INPUT DATA ::
——————

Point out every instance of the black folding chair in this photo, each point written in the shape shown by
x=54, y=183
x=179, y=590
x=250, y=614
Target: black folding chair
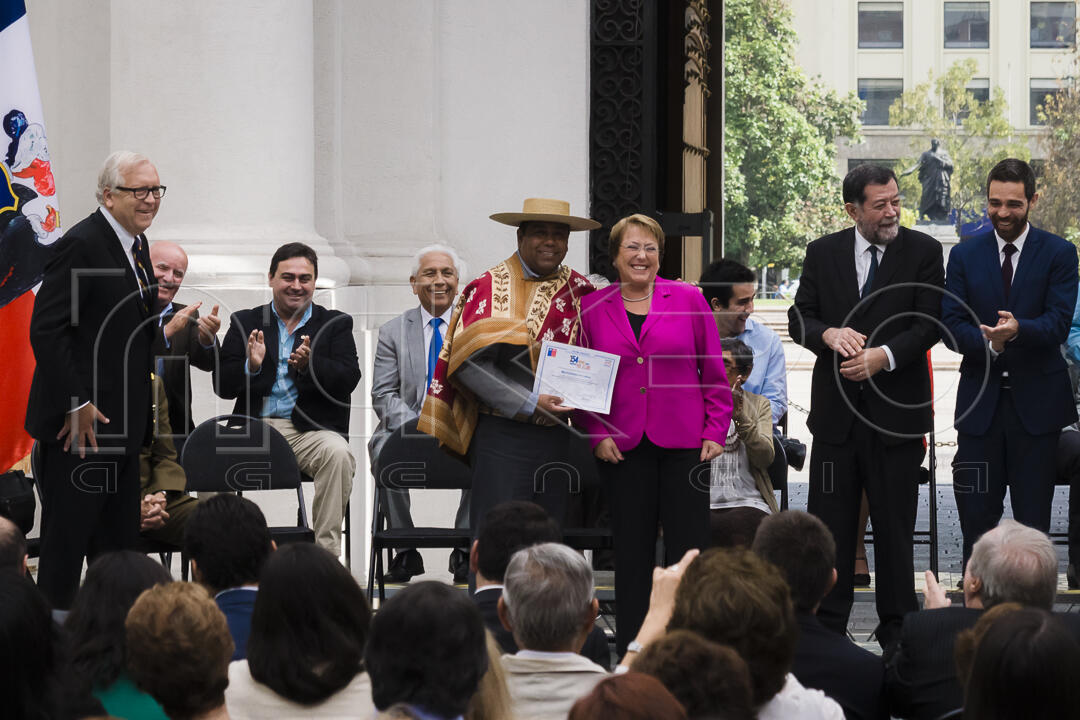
x=237, y=453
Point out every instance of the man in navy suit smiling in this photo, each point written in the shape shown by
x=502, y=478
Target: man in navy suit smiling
x=1009, y=301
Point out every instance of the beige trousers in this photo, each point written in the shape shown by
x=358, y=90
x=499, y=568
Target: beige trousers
x=325, y=457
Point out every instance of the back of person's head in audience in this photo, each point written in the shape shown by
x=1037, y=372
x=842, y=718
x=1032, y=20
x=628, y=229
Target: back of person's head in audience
x=12, y=546
x=427, y=649
x=178, y=649
x=1025, y=665
x=710, y=680
x=802, y=548
x=629, y=696
x=548, y=598
x=27, y=653
x=228, y=541
x=736, y=598
x=96, y=622
x=1012, y=564
x=508, y=528
x=491, y=700
x=309, y=625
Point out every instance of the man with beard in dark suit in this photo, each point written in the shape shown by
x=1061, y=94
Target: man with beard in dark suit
x=866, y=307
x=90, y=401
x=508, y=528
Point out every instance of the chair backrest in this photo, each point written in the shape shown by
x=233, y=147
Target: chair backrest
x=238, y=453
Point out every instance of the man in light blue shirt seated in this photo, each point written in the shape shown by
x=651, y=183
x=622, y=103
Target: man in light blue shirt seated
x=729, y=287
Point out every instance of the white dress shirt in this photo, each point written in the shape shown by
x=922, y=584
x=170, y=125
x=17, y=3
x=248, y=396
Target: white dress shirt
x=863, y=270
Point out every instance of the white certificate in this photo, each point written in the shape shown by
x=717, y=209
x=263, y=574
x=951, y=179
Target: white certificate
x=583, y=378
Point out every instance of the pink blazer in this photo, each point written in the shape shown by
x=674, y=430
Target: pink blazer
x=671, y=383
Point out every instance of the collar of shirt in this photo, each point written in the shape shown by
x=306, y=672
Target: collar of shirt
x=125, y=238
x=528, y=270
x=167, y=309
x=1018, y=244
x=862, y=245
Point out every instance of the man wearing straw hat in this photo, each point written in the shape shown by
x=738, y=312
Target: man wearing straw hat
x=481, y=402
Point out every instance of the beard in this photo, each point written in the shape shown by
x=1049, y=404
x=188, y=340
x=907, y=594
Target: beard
x=880, y=235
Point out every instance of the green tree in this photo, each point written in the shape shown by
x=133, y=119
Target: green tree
x=976, y=135
x=1058, y=207
x=781, y=189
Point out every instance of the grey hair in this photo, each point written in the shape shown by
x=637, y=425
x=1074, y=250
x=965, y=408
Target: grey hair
x=547, y=592
x=112, y=171
x=1015, y=564
x=455, y=258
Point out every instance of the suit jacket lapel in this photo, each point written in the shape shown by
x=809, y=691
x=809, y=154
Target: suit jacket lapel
x=417, y=352
x=846, y=268
x=662, y=290
x=1027, y=258
x=615, y=309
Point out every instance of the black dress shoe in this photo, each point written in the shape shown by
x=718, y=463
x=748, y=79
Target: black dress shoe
x=405, y=565
x=459, y=566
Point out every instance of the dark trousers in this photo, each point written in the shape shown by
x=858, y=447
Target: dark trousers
x=89, y=506
x=1004, y=457
x=520, y=461
x=651, y=485
x=1068, y=473
x=890, y=476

——————

Output the lines from the line containing "Point out every instance of the green" to the end, both included; add nothing.

Point out every instance of the green tree in this photo, each point written in the shape shown by
x=133, y=119
Target: green tree
x=976, y=135
x=1058, y=207
x=781, y=189
Point out every instance of the grey hair in this photo, each point written in the shape shown by
x=637, y=425
x=1074, y=250
x=965, y=408
Target: grey hair
x=547, y=592
x=112, y=171
x=1015, y=564
x=455, y=258
Point out every instance of the suit jacket lapel in this photo, each point written in the shape shown by
x=809, y=691
x=809, y=154
Target: suit jacket lapel
x=417, y=352
x=846, y=268
x=662, y=290
x=1027, y=258
x=615, y=309
Point out every instance of the black dress shoe in this photo, each point written in the shape shown by
x=718, y=463
x=748, y=79
Target: black dress shoe
x=405, y=565
x=459, y=566
Point out every instance of the dark trousers in this photo, each point written in the shape shown by
x=858, y=447
Target: dark trousers
x=89, y=506
x=1004, y=457
x=520, y=461
x=651, y=485
x=1068, y=473
x=890, y=476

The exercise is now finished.